Records
.....

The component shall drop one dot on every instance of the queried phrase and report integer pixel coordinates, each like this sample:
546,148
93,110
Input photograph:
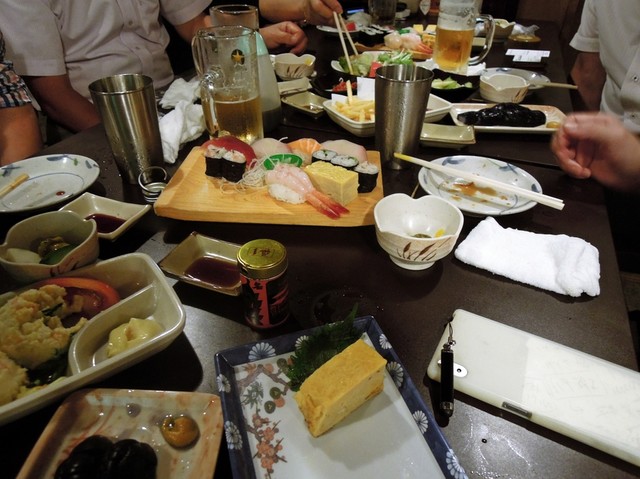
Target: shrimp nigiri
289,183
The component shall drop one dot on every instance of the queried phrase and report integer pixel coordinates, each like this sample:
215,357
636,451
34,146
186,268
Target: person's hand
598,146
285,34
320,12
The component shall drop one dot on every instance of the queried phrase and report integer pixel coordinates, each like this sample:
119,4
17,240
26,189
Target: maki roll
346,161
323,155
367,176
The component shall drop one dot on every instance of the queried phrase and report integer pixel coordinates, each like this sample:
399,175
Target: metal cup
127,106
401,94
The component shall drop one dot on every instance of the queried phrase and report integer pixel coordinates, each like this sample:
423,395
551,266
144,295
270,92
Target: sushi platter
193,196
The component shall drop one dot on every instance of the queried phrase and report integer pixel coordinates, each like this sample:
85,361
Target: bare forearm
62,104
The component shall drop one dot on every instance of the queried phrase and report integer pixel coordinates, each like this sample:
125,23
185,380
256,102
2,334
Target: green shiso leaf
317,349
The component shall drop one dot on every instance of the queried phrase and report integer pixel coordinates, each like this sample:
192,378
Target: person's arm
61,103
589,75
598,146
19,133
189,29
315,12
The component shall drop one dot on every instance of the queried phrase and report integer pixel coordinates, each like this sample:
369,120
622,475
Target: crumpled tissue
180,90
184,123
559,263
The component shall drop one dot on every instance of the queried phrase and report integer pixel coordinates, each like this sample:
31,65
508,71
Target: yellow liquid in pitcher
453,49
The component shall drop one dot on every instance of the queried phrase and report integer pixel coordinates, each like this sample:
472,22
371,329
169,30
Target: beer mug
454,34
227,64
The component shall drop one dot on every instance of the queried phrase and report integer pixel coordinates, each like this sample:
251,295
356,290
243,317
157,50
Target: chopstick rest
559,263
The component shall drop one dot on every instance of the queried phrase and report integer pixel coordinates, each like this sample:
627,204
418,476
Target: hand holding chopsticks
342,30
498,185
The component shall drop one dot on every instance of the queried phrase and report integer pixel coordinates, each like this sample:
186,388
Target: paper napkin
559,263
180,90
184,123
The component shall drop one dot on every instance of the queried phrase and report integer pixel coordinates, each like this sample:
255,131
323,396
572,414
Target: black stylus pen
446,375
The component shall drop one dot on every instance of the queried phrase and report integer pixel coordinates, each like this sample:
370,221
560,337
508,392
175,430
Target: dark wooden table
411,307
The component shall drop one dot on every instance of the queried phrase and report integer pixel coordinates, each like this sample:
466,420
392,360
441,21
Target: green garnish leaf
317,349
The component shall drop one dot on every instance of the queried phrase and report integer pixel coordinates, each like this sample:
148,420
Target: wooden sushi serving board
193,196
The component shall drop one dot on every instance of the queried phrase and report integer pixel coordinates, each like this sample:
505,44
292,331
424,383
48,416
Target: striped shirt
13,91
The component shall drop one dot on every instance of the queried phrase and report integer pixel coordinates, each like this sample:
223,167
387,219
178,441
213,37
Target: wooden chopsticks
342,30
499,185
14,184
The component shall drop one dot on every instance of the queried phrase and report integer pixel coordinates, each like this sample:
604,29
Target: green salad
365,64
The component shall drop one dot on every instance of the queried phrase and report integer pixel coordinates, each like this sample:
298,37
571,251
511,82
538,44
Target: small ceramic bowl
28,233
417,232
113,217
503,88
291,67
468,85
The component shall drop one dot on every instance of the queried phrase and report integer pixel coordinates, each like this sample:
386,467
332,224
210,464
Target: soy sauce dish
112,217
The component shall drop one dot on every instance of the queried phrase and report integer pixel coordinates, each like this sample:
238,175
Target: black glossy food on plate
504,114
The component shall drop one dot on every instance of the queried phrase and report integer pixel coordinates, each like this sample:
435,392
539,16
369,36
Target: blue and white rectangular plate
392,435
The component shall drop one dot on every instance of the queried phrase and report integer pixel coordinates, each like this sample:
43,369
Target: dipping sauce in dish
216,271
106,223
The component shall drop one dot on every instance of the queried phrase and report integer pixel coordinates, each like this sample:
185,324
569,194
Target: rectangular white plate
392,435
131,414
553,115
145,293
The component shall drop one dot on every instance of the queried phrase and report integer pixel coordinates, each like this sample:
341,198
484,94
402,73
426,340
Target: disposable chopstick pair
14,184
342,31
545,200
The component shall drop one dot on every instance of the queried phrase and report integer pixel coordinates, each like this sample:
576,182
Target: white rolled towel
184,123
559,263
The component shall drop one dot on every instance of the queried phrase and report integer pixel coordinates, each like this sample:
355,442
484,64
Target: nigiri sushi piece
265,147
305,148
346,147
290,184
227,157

.....

** Goal **
How many lines in the listing above contain the string "nigiri"? Reply with the number alone.

** Solved exercise **
2